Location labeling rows
·····

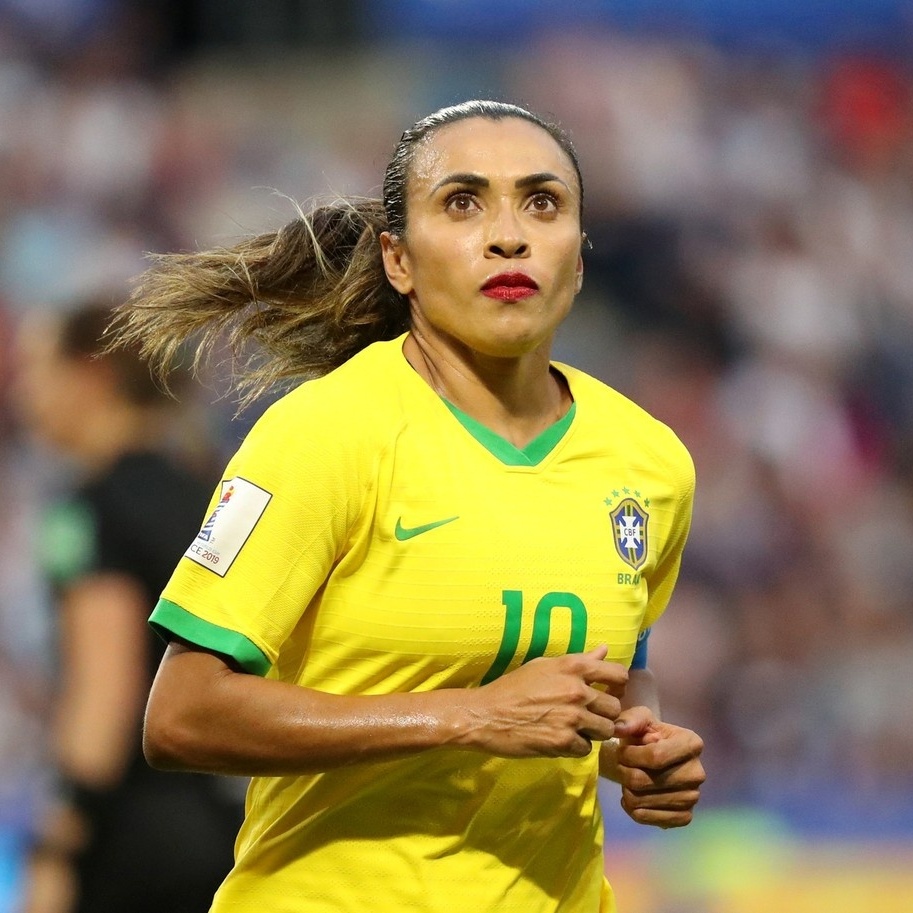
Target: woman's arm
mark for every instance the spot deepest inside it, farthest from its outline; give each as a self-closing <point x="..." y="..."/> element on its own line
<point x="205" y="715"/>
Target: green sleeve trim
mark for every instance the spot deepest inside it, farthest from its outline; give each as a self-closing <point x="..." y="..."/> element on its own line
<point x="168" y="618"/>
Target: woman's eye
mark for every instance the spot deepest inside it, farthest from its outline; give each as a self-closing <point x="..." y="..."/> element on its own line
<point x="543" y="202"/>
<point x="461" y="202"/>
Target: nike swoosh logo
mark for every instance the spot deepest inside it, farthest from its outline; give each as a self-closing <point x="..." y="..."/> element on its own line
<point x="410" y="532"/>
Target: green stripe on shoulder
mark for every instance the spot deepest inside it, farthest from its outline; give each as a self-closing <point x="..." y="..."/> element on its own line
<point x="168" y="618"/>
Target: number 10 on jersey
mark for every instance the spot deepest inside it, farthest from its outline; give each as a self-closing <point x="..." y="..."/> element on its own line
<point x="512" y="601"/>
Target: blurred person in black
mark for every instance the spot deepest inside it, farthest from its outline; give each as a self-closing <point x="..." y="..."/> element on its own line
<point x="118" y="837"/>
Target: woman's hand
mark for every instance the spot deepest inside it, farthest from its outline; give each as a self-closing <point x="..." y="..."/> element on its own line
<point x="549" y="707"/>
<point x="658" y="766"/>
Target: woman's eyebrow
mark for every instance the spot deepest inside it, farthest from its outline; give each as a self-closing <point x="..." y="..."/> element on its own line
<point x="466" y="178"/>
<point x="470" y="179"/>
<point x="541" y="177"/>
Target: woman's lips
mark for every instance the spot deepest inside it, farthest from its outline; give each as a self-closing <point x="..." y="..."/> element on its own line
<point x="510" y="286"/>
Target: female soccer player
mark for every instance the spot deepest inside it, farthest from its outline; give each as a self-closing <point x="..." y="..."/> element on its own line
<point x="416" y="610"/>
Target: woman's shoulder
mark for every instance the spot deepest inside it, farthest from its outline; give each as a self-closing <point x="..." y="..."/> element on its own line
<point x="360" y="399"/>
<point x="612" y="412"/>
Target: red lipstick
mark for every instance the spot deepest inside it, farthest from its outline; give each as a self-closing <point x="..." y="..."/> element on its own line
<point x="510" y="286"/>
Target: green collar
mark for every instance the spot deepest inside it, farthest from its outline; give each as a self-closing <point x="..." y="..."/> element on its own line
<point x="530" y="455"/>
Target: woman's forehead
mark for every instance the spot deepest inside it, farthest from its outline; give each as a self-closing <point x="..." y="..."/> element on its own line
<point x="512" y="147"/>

·····

**Goal of the exercise**
Render these rows as a two-column CSV with the headers "request" and "points", one line per request, putting its text and its answer each in a single quoted field and turning line breaks into spaces. Cover every row and leave the pictures out.

**Solution to the problem**
request,points
"Target: woman's arm mark for every instance the spot deepest inside it, farthest from its outline; give each as a self-closing <point x=""..."" y=""...""/> element on its own line","<point x=""205"" y=""715""/>"
"Target: green sleeve trim mark for every instance the spot deepest inside it, farthest from its outline; give each as a self-closing <point x=""..."" y=""...""/> element on its own line","<point x=""168"" y=""618""/>"
"Target: woman's eye mark for every instance the spot deepest inside it, farthest from its outline; give each as a self-closing <point x=""..."" y=""...""/> element on its own line","<point x=""543"" y=""202""/> <point x=""461"" y=""202""/>"
"Target: nike swoosh logo mark for every instance the spot deepest inside it, farthest from its outline; give each as a self-closing <point x=""..."" y=""...""/> element on its own line","<point x=""410"" y=""532""/>"
"Target: green stripe on shoulder mark for every instance the spot deepest inside it, farthest from its outline; give each as a self-closing <point x=""..."" y=""...""/> element on its own line","<point x=""168"" y=""618""/>"
"Target: number 10 on jersey mark for every instance the spot deepest inside it, farthest from its outline; give each as a self-closing <point x=""..."" y=""...""/> element on its own line","<point x=""512"" y=""601""/>"
"Target: blurred person in black mark for every instance the spot deepest inside it, farthest from its outline; give each as a self-closing <point x=""..."" y=""...""/> element on its own line","<point x=""118"" y=""837""/>"
"Target: woman's hand mark for every instance the spot deepest inside it, farthest from its outline; give each as a self-closing <point x=""..."" y=""...""/> element on its own line","<point x=""549"" y=""707""/> <point x=""658"" y=""766""/>"
"Target: woman's eyebrow mark for every instance the spot deepest inside it, farthest from its outline; give each as a self-closing <point x=""..."" y=""...""/> element on its own line","<point x=""466"" y=""178""/> <point x=""470"" y=""179""/> <point x=""541"" y=""177""/>"
"Target: woman's lips mark for every instance the spot deepest inside it, farthest from its outline; give each as a self-closing <point x=""..."" y=""...""/> element on its own line","<point x=""510"" y=""286""/>"
"Target: female soccer player mark for every instance the spot deepest inside it, farthest from its outline; give each as a self-closing <point x=""..."" y=""...""/> element on its own line","<point x=""416"" y=""610""/>"
"Target: woman's shoulder mark for every instance the spot deepest inside it, farthest from its outline; give each as a self-closing <point x=""..."" y=""...""/> element on its own line","<point x=""360"" y=""399""/> <point x=""612"" y=""412""/>"
"Target: red lipstick mark for every instance the spot deepest inside it, farthest from its outline; give each as a self-closing <point x=""..."" y=""...""/> element on its own line","<point x=""510"" y=""286""/>"
"Target: green collar mark for every instance the spot deepest inside it, farthest from its outline; give each as a self-closing <point x=""..."" y=""...""/> element on its own line","<point x=""530"" y=""455""/>"
"Target: woman's forehead mark for every instance the spot deepest inside it, farthest from its outline; give each as a self-closing <point x=""..."" y=""...""/> element on its own line","<point x=""512"" y=""147""/>"